● **Extracted material**

-=-=-=-=-

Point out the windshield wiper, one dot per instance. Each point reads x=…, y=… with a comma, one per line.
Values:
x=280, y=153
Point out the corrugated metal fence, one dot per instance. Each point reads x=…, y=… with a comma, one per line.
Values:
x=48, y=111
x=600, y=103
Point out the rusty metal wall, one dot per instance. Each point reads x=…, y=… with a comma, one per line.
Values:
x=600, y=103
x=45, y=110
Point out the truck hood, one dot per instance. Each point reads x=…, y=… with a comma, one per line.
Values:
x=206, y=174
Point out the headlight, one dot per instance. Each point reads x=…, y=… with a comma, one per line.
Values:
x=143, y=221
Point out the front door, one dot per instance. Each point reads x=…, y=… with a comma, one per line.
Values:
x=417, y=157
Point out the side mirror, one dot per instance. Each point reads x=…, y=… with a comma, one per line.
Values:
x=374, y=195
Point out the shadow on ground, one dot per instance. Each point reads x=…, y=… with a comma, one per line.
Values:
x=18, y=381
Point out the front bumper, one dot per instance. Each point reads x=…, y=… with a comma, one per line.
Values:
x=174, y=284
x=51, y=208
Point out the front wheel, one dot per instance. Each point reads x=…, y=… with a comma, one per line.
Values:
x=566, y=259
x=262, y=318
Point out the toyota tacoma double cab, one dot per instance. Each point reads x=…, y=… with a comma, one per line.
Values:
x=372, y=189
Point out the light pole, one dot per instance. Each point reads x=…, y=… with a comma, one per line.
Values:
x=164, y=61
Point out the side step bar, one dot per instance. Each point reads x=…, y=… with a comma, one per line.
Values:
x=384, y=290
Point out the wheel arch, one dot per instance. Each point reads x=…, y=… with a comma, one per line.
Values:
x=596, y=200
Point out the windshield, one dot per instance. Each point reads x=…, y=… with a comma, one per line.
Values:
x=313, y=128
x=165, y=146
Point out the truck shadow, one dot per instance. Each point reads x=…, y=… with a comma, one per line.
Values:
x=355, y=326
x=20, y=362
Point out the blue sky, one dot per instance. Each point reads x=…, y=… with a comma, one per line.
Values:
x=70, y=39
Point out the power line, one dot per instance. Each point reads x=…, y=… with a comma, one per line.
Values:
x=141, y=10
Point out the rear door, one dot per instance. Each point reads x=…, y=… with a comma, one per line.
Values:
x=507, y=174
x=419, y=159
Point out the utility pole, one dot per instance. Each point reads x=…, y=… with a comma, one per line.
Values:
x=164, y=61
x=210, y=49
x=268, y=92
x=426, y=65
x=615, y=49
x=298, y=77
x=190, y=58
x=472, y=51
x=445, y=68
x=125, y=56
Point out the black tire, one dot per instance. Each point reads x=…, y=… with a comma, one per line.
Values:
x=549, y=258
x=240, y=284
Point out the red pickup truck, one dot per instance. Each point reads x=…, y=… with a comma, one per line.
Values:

-=-=-=-=-

● **What to work on**
Retype, without any change, the lines from the one containing "Point out the utility" through the final line of the material above, and no others.

● **Result of this task**
Point out the utility pole, one dot per instance. Each point reads x=…, y=… with a comma, one per line.
Values:
x=164, y=61
x=210, y=49
x=268, y=92
x=426, y=65
x=615, y=49
x=298, y=77
x=190, y=58
x=472, y=51
x=445, y=68
x=125, y=56
Point out the black tire, one dot per instance. Each point reads x=…, y=… with a comma, one per line.
Values:
x=549, y=258
x=240, y=284
Point out the red pickup truck, one dot per instance. Each point reads x=…, y=… with a comma, one per line.
Values:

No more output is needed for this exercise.